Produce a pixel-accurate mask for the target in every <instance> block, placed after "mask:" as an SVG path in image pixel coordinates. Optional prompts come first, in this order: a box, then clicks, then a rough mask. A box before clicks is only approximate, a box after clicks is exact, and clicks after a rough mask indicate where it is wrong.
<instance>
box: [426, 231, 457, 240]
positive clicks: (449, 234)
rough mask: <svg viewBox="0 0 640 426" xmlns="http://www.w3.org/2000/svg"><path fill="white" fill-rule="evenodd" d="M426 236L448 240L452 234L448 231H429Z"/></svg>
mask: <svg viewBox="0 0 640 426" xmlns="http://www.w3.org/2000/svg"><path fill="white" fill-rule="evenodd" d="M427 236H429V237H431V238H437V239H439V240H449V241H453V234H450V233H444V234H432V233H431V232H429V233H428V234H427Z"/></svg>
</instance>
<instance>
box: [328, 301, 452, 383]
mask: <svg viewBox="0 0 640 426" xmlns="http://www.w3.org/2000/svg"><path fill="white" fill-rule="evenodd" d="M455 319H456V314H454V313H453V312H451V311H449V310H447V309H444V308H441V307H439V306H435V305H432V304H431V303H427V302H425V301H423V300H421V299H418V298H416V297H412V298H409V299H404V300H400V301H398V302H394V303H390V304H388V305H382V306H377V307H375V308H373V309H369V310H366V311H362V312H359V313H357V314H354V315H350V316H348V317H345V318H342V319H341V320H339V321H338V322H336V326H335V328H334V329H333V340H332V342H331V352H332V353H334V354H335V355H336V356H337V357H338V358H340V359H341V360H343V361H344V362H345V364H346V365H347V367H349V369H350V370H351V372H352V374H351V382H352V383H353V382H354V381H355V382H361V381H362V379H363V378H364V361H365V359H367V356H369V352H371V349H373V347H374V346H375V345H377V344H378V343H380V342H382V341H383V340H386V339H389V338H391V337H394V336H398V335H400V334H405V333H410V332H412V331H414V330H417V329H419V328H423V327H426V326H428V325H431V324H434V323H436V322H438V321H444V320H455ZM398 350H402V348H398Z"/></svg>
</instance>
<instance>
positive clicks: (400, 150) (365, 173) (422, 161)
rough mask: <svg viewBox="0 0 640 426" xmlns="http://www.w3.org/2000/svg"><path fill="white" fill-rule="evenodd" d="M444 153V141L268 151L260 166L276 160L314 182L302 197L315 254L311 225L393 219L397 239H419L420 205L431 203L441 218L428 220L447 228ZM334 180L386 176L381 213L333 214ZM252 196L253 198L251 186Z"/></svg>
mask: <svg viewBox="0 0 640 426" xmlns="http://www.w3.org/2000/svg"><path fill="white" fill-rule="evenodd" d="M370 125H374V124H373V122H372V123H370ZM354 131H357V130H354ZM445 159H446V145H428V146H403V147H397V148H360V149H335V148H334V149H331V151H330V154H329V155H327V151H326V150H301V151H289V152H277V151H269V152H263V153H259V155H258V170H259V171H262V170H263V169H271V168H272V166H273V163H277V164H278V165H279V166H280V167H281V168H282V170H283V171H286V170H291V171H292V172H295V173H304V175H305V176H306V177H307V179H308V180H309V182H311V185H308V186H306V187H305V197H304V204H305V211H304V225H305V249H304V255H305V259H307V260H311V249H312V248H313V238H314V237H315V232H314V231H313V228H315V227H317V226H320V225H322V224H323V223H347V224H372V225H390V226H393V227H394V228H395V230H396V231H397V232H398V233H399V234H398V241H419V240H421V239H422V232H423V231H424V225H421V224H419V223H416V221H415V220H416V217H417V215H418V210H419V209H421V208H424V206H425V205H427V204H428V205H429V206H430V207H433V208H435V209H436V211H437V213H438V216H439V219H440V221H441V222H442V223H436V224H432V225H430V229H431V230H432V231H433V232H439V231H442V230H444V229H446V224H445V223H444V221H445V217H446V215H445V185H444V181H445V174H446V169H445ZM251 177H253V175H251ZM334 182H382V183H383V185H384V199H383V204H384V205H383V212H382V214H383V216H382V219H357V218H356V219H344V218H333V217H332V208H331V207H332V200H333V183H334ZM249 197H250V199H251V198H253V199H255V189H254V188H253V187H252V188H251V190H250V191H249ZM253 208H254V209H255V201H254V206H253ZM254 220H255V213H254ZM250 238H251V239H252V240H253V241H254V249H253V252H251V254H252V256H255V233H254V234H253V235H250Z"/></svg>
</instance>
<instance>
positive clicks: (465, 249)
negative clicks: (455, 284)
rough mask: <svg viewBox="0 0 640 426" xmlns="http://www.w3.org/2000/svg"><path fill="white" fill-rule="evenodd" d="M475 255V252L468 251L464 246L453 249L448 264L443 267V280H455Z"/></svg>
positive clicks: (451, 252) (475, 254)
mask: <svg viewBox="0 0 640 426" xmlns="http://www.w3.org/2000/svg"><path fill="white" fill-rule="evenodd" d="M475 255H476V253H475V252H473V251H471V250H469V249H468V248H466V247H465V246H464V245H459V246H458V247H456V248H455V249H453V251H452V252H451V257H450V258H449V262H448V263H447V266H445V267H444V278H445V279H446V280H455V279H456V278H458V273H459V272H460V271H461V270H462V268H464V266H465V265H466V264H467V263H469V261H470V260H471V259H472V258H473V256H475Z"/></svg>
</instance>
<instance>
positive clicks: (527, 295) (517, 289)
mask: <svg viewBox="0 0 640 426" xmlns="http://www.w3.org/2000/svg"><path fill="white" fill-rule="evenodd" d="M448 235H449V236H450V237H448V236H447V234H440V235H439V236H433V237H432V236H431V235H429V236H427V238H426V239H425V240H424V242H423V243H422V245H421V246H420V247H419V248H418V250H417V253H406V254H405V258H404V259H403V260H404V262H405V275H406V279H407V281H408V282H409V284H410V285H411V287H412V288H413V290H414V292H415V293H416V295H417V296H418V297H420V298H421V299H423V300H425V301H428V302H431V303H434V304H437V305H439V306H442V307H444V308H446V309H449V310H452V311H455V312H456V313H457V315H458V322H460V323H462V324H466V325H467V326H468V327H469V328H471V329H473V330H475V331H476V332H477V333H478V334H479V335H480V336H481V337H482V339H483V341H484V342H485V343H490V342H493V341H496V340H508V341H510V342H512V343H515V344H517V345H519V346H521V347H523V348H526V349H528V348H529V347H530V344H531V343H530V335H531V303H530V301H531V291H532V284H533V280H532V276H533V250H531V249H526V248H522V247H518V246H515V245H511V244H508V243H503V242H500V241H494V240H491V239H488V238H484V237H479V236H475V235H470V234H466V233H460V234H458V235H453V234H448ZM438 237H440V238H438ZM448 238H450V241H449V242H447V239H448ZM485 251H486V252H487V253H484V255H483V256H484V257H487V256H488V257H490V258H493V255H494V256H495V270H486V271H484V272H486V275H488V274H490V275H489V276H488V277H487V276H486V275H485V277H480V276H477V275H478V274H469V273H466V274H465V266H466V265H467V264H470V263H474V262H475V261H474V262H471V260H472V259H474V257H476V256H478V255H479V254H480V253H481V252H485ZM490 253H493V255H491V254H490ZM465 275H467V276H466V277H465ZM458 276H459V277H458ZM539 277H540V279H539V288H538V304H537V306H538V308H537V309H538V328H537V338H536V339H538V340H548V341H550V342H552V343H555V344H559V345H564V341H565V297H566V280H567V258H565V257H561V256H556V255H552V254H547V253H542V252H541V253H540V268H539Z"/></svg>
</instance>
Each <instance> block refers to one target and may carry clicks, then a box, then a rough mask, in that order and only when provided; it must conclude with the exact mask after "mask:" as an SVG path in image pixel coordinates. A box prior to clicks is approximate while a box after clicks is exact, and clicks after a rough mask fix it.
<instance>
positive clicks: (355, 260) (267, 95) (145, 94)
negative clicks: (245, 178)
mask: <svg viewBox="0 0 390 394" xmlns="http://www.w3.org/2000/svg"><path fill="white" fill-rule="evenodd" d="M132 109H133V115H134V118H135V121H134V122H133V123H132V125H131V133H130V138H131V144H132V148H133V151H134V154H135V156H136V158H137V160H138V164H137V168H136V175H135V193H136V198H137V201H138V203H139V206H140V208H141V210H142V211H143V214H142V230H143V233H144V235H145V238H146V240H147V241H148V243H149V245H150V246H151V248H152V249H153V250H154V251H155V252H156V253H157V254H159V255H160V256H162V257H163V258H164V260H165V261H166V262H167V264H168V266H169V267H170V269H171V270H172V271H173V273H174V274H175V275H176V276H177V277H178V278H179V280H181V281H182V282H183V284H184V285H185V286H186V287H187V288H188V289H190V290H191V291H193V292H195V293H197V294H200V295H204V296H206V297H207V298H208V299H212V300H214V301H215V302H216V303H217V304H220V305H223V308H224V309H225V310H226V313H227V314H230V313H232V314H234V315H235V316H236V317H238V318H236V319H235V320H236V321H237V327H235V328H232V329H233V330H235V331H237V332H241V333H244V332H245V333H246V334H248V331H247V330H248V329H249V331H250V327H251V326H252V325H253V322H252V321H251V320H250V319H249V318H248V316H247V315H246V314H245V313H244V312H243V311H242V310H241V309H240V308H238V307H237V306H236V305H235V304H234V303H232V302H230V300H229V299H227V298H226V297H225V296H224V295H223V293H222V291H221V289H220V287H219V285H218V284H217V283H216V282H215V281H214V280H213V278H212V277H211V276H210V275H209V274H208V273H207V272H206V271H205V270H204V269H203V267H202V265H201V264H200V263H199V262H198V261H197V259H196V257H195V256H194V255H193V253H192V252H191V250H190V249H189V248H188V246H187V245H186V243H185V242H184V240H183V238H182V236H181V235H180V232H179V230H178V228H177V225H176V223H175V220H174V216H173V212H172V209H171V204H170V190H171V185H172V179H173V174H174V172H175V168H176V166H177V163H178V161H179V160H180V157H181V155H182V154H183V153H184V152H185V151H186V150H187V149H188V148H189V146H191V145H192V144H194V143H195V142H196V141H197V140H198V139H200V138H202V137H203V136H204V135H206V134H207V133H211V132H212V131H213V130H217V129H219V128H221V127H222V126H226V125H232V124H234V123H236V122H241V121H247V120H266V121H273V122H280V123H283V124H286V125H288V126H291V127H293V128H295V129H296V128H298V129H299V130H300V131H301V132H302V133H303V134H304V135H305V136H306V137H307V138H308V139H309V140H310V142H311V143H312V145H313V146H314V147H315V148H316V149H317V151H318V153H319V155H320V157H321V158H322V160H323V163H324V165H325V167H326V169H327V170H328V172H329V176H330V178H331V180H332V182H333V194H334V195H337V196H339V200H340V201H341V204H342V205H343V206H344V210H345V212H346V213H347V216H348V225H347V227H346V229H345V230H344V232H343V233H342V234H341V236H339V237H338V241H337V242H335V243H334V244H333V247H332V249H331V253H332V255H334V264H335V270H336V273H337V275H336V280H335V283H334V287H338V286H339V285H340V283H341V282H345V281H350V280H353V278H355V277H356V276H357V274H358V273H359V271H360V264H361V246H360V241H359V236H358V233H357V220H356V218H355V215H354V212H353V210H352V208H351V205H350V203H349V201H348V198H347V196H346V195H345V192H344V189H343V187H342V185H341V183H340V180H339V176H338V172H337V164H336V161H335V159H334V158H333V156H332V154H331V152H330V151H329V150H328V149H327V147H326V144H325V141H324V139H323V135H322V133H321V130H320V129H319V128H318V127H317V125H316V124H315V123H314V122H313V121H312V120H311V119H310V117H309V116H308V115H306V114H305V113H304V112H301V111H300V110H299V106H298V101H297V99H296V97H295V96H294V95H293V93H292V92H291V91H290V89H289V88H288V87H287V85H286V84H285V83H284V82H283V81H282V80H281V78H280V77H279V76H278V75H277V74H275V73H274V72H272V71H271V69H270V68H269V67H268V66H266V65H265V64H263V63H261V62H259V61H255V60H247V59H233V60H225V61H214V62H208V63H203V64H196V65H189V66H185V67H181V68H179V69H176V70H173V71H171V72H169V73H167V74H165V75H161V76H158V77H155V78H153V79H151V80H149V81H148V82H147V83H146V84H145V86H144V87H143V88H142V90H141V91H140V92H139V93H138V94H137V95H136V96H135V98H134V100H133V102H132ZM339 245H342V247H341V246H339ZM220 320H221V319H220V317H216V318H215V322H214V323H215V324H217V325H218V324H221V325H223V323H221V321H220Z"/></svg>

------------------------------

Exercise: Reproduce the records above exactly, from the first line through the line containing "box: [426, 231, 457, 240]", and output nothing else.

Task answer:
Produce a pixel-accurate mask for the target in every <instance> block, placed after "mask:" as an SVG path in image pixel coordinates. Optional prompts come first, in this order: a box, then clicks, then a rough mask. A box before clicks is only approximate, a box after clicks is exact, and clicks after a rough mask indicate where it is wrong.
<instance>
box: [426, 231, 457, 240]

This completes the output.